ABOUT THIS TASK | Could you return all of the records exactly as they stand?
[Start of Attachment]
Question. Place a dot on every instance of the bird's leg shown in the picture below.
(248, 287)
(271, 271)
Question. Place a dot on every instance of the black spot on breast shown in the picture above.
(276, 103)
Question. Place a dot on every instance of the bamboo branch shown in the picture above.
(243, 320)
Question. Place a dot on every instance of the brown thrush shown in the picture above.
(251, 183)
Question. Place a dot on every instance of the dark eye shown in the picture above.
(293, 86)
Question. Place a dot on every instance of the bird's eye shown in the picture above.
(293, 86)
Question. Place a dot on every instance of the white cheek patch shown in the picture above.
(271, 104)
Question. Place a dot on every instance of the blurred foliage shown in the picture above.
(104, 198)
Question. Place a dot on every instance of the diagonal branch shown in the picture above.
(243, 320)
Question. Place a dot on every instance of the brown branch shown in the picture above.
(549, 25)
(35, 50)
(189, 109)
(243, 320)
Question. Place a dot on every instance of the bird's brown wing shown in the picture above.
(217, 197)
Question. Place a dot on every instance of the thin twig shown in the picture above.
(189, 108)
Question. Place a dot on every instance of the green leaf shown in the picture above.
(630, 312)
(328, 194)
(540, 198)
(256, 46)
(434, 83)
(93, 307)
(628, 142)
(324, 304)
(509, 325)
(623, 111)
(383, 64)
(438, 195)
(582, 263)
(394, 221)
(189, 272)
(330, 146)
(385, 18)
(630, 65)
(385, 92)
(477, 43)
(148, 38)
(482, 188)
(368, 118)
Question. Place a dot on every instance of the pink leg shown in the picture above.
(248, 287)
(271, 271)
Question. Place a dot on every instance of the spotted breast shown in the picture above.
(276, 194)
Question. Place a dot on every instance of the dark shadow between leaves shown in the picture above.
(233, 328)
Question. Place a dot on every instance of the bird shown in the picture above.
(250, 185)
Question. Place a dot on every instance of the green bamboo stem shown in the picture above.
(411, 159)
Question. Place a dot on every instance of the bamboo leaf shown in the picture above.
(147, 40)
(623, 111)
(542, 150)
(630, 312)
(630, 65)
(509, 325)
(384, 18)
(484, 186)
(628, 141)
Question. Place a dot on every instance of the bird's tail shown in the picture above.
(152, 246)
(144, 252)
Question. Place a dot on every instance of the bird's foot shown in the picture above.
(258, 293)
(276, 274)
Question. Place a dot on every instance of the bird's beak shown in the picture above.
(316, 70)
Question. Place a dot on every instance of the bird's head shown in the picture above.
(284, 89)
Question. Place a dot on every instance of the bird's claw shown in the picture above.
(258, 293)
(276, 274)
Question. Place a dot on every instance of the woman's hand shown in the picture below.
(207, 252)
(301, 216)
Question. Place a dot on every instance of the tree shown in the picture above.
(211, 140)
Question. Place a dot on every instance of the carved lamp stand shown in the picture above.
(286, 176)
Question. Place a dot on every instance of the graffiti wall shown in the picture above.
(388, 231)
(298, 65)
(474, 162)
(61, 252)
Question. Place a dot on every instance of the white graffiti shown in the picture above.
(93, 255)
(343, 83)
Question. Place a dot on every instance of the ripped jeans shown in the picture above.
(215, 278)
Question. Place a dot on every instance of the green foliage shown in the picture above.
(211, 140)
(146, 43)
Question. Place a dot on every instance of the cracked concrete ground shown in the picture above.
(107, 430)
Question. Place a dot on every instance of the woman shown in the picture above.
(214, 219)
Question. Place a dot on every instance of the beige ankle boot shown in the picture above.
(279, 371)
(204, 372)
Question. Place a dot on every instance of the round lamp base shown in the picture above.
[End of Attachment]
ANSWER TO THE PROBLEM |
Question. Place a dot on every instance of the bird's leg shown in the picture below.
(248, 287)
(271, 271)
Question. Place a dot on every instance of the black spot on breast shown in the picture above.
(276, 103)
Question. Place a dot on every instance of the bamboo branch shown in the picture above.
(243, 320)
Question. Place a dot on every instance of the brown thrush shown in the picture above.
(251, 183)
Question. Place a dot on every instance of the dark eye shown in the picture above.
(293, 86)
Question. Place a dot on every instance of the bird's eye shown in the picture above.
(293, 86)
Question. Place a dot on every instance of the white cheek patch shown in the picture above.
(271, 104)
Question. Place a dot on every instance of the blurred foliage shown in the picture above.
(104, 198)
Question. Place a dot on every instance of the diagonal branch shown in the picture above.
(243, 320)
Question. Place a dot on every instance of the brown branch shown in the picture above.
(549, 25)
(35, 50)
(189, 109)
(243, 320)
Question. Place a dot on every instance of the bird's brown wing shown in the picture above.
(217, 197)
Question. Place a dot on every instance of the thin twig shown in the picture above.
(189, 108)
Question. Place a dot on every instance of the green leaf shown in the picture above.
(630, 312)
(328, 194)
(540, 198)
(256, 46)
(434, 83)
(93, 307)
(628, 142)
(324, 304)
(509, 325)
(623, 111)
(383, 64)
(438, 195)
(582, 263)
(394, 221)
(189, 272)
(330, 146)
(385, 18)
(630, 65)
(385, 92)
(477, 43)
(148, 38)
(482, 188)
(368, 118)
Question. Place a dot on every instance of the pink leg shown in the picture above.
(248, 287)
(271, 271)
Question. Place a dot on every instance of the spotted breast shown in the picture above.
(276, 194)
Question. Place a dot on every instance of the dark shadow between leaves shown in the picture above.
(233, 328)
Question. Place a dot on every instance of the bird shown in the picture above.
(250, 185)
Question. Place a dot on every instance of the green bamboo stem shown in the picture above.
(411, 159)
Question. Place a dot on every instance of the bamboo leaf shown in the picture above.
(147, 40)
(623, 111)
(542, 150)
(630, 312)
(630, 65)
(509, 325)
(384, 18)
(484, 186)
(628, 141)
Question. Place a dot on every instance of the bird's tail shown in the picture above.
(152, 246)
(144, 252)
Question. Place a dot on every instance of the bird's foot shown in the picture above.
(258, 293)
(276, 274)
Question. Place a dot on every instance of the bird's beak shown in the picture above.
(316, 70)
Question. Place a dot on every instance of the bird's head shown in the picture above.
(284, 89)
Question. Place a dot on every instance of the bird's claw shown in the picture above.
(258, 293)
(276, 274)
Question. Place a dot on every instance of the woman's hand shown in the picture below.
(207, 252)
(301, 216)
Question. Place a dot on every instance of the tree shown in the picture above.
(211, 140)
Question. Place a dot on every instance of the carved lamp stand shown in the picture above.
(286, 176)
Question. Place a dot on every instance of the graffiti wall shown in the picture above.
(388, 231)
(298, 65)
(474, 162)
(61, 252)
Question. Place a dot on every instance of the white graffiti shown in the picture above.
(93, 255)
(343, 83)
Question. Place a dot on every instance of the ripped jeans shown in the picture above.
(215, 278)
Question. Place a dot on every instance of the green foliage shown in the picture above.
(211, 140)
(146, 43)
Question. Place a dot on every instance of the cracked concrete ground shown in the picture above.
(107, 430)
Question. Place a dot on every instance of the woman shown in the picture above.
(214, 219)
Question. Place a dot on every instance of the beige ankle boot shown in the picture above.
(279, 371)
(204, 372)
Question. Place a dot on every instance of the round lamp base shown in the picture above.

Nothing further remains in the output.